*Direction:* Which lines of the material contain the string "gable"? Return each of them in full.

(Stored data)
________________

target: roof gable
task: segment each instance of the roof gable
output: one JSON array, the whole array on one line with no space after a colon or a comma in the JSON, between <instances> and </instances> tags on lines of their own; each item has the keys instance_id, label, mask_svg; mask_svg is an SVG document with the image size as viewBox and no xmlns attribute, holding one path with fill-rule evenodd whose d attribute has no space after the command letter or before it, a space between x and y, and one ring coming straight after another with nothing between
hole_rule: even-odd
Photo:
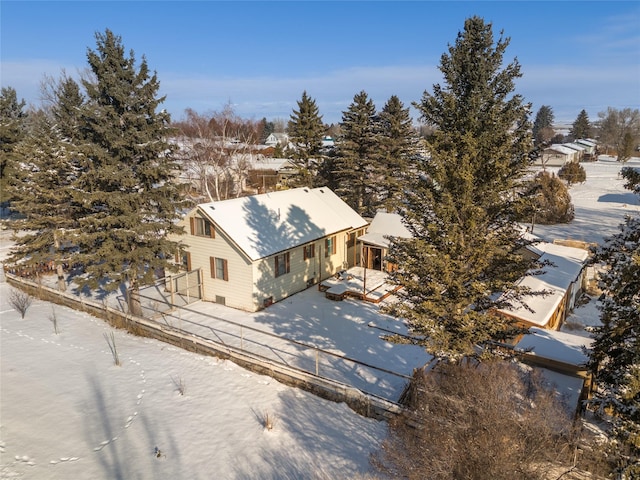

________________

*Written answer:*
target: roof gable
task: segment each instance of the roof gable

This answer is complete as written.